Prompt A
Output the records below word for word, covering only the stretch from the line that contains "For every instance of the diagonal" through the end of the records, with both ends included.

※ ※ ※

Set yourself up with counseling immediately, you do sound lost and I believe your panic has placed you there. Find a relationship counselor that you can get into today simply so you can make a footprint going forward. It may not be the right counselor for the complete journey, but you have to have a first step.

You must take care of yourself first before you can invite your husband to travel this with you. Doing so with actions will speak volumes and may inspire him to also find a better path with you.


----------



## Emerging Buddhist (Apr 7, 2016)

Also, please do not allow him to berate and belittle you any more as he has, that he is transferring and using guilt as a weapon is troubling, please cease to subjugate yourself. You have been honest and let him know you are as human as everyone, and you can do something about it. Here is where your actions count as you seek counseling today and do not allow this to continue as you lead by showing him how forgiveness heals.


----------



## lifeiscrazy (Jan 3, 2016)

I am trying to not let the things he says impact me I know most is said from anger and hurt. How detailed do you get when going over things like this? Do you tell the outline basics or really plug all details?

※ ※ ※

Prompt B
Return the stretch of the forum thread from "Also, please do" through "how forgiveness heals.", copied word for word.

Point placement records
※ ※ ※

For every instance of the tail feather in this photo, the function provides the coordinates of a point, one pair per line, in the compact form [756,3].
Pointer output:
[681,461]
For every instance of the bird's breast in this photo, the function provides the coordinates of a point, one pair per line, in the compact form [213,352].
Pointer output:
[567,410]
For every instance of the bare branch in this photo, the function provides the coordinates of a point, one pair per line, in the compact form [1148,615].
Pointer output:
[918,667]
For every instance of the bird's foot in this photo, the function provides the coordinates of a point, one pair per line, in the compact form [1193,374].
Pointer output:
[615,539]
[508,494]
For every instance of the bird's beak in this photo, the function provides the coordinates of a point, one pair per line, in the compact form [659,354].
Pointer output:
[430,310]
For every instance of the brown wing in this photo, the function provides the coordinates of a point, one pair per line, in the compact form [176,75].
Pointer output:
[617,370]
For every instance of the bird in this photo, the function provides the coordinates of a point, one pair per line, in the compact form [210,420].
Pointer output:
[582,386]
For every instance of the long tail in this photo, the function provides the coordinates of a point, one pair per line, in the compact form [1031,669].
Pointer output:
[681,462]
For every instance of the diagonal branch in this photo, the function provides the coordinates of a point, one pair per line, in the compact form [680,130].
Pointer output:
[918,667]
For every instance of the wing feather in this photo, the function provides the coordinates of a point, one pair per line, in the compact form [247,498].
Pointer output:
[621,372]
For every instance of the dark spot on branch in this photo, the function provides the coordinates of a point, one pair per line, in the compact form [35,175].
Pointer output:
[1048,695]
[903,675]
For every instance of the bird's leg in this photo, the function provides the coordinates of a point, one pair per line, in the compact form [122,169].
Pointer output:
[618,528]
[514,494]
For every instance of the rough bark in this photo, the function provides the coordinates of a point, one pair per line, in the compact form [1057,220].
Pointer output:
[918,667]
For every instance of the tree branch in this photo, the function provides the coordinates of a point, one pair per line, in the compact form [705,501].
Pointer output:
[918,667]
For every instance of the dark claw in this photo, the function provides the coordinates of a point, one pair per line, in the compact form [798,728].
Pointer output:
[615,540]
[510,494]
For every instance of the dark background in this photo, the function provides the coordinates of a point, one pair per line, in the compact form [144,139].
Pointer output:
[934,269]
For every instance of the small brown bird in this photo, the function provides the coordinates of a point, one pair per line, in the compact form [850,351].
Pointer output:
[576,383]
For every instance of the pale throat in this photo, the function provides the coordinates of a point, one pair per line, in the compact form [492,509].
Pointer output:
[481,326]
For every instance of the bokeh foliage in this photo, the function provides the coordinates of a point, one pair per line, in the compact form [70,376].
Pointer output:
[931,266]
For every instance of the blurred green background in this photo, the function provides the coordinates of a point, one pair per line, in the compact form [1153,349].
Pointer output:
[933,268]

※ ※ ※

Task response A
For every instance of the diagonal branch in this photo, the function provides the coordinates of a point, one pair per line, in the compact form [680,130].
Pointer output:
[918,667]
For every instance of the wing feather in this photo, the function provides the coordinates of a point, one pair per line, in the compact form [247,498].
Pointer output:
[621,372]
For every instance of the dark spot on branch in this photo, the function provides the coordinates of a point, one pair per line, in the compact form [35,175].
Pointer output:
[1048,695]
[903,675]
For every instance of the bird's leg in this photo, the function provides the coordinates of a point, one pair per line, in the compact form [122,169].
Pointer output:
[618,528]
[514,494]
For every instance of the rough bark in this photo, the function provides the coordinates of a point, one pair per line, in the compact form [1057,220].
Pointer output:
[918,667]
For every instance of the tree branch in this photo, the function provides the coordinates of a point, one pair per line, in the compact form [705,501].
Pointer output:
[918,667]
For every instance of the dark claw in this photo, the function provides the coordinates of a point, one pair per line, in the compact form [798,728].
Pointer output:
[615,540]
[510,494]
For every instance of the dark background in this photo, the function provides the coordinates of a point, one pair per line, in the compact form [144,139].
Pointer output:
[934,269]
For every instance of the small brown bird in this photo, the function provides the coordinates of a point, one pair per line, in the compact form [850,351].
Pointer output:
[576,383]
For every instance of the pale throat in this photo, the function provides the coordinates of a point, one pair per line, in the compact form [492,509].
Pointer output:
[481,326]
For every instance of the bokeh foliage in this photo, the function provides the coordinates of a point, one pair per line, in the compact form [70,376].
Pointer output:
[931,266]
For every instance of the blurred green background in this photo, the function provides the coordinates of a point, one pair per line, in the compact form [1153,349].
Pointer output:
[933,268]

Task response B
Also, please do not allow him to berate and belittle you any more as he has, that he is transferring and using guilt as a weapon is troubling, please cease to subjugate yourself. You have been honest and let him know you are as human as everyone, and you can do something about it. Here is where your actions count as you seek counseling today and do not allow this to continue as you lead by showing him how forgiveness heals.